═══ Sayfa alıntısı ═══

İki Kadın Bir röportaj ‘NİL SEZER İLE KADIN ve BAŞARI ÜZERİNE…’
Bir iş kadını, kariyeri hayatının odak noktası, eşi ve çocukları için yapamayacağı hiçbir şeyin olmadığını belirtirken, hayat şarlarının kendisini iş dünyası içine aldığını ve bu nedenle hayatın kendisinden kaçırdıklarını anlattı bize.
Öyle alışılagelmiş röportajlar gibi değil, yüreğinden süzülüp diline dökülenleri yazıverdik biranda. Sizleri Mersin’de finans sektöründe adından söz ettiren iş kadını Nil Sezer’le baş başa bırakıyorum. Nil SEZER Nil Hanım hoş geldiniz. Ve sizi dinlemek, deneyimlerini anlamak istiyoruz.

═══ Veri kümesi ═══

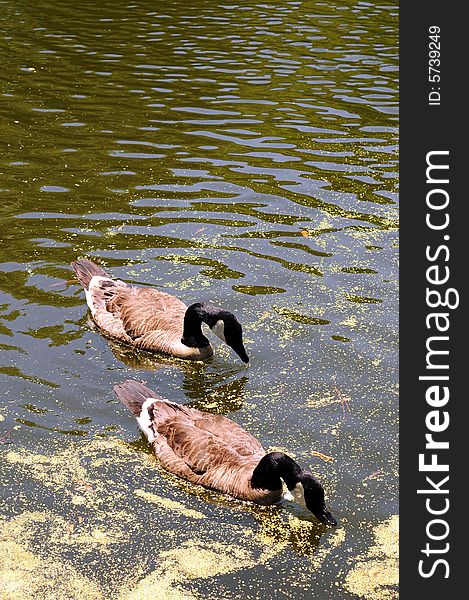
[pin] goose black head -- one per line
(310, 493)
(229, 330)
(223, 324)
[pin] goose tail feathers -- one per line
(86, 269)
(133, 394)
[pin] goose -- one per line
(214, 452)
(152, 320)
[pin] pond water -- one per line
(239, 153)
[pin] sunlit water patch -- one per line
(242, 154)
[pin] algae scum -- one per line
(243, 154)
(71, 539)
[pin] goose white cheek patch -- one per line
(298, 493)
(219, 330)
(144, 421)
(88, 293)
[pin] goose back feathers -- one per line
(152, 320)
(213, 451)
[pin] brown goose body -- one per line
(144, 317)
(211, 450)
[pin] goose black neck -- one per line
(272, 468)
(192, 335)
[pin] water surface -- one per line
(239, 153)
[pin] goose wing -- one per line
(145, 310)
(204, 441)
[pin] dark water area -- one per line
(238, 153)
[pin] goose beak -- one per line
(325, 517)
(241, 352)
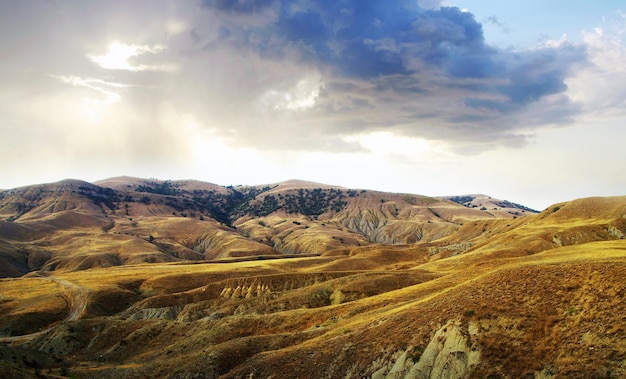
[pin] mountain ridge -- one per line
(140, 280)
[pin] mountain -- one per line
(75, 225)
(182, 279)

═══

» **Yapılacaklar**:
[a] Röportaj girişindeki "İki Kadın Bir" ifadesinden "deneyimlerini anlamak istiyoruz." ifadesine kadar olan bölümü harfi harfine yeniden yazar mısınız?
[b] Röportaj girişinde baştan sona büyük harflerle yazılmış kelimeler hangileri? Birden fazla geçenleri tek kez yazın.
Satırların bu işle hiçbir ilgisi yok.

» **Çözüm listesi**:
[a]
İki Kadın Bir röportaj ‘NİL SEZER İLE KADIN ve BAŞARI ÜZERİNE…’
Bir iş kadını, kariyeri hayatının odak noktası, eşi ve çocukları için yapamayacağı hiçbir şeyin olmadığını belirtirken, hayat şarlarının kendisini iş dünyası içine aldığını ve bu nedenle hayatın kendisinden kaçırdıklarını anlattı bize.
Öyle alışılagelmiş röportajlar gibi değil, yüreğinden süzülüp diline dökülenleri yazıverdik biranda. Sizleri Mersin’de finans sektöründe adından söz ettiren iş kadını Nil Sezer’le baş başa bırakıyorum. Nil SEZER Nil Hanım hoş geldiniz. Ve sizi dinlemek, deneyimlerini anlamak istiyoruz.

[b] NİL, SEZER, İLE, KADIN, BAŞARI, ÜZERİNE